> What is being asked
Transcribe the listing in full, word for word; pictures do not belong in the copy.

> Records
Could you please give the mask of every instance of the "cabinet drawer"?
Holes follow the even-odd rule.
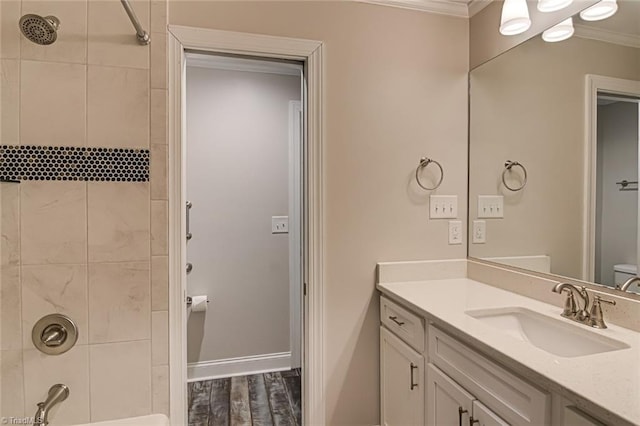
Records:
[[[380,296],[380,321],[415,350],[424,352],[424,320]]]
[[[550,424],[548,393],[432,325],[429,326],[429,360],[509,424]]]

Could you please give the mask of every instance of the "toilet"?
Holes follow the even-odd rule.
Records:
[[[613,266],[613,281],[616,286],[622,285],[629,278],[633,278],[638,275],[638,267],[636,265],[630,265],[628,263],[621,263]],[[640,286],[638,283],[631,284],[628,291],[640,292]]]

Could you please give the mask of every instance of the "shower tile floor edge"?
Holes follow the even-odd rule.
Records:
[[[191,382],[189,426],[301,426],[300,369]]]

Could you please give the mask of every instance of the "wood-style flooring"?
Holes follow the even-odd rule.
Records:
[[[189,383],[189,426],[301,426],[300,369]]]

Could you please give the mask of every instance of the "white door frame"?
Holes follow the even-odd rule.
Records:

> Answer space
Could you please give the mask of every instance of the "cabinet drawer"?
Holes follow the even-odd rule.
Records:
[[[380,296],[380,321],[415,350],[424,352],[424,320]]]
[[[550,424],[548,393],[432,325],[429,326],[429,360],[509,424]]]

Could you please give the mask of every instance of the "toilet"?
Holes follow the even-odd rule.
Records:
[[[613,266],[613,281],[616,286],[622,285],[629,278],[633,278],[638,275],[638,267],[636,265],[630,265],[628,263],[621,263]],[[640,286],[638,283],[631,284],[628,291],[640,292]]]

Could you please give the mask of every instance of the "shower tile floor edge"?
Holes follow the even-odd rule.
Records:
[[[191,382],[189,426],[301,426],[300,369]]]

Could you please give the mask of every instance of the "wood-style flooring"?
Holes follow the even-odd rule.
Records:
[[[189,383],[189,426],[301,426],[300,369]]]

Could you please give the mask of every instance of the "white door frame"?
Holes follow the even-odd rule.
Records:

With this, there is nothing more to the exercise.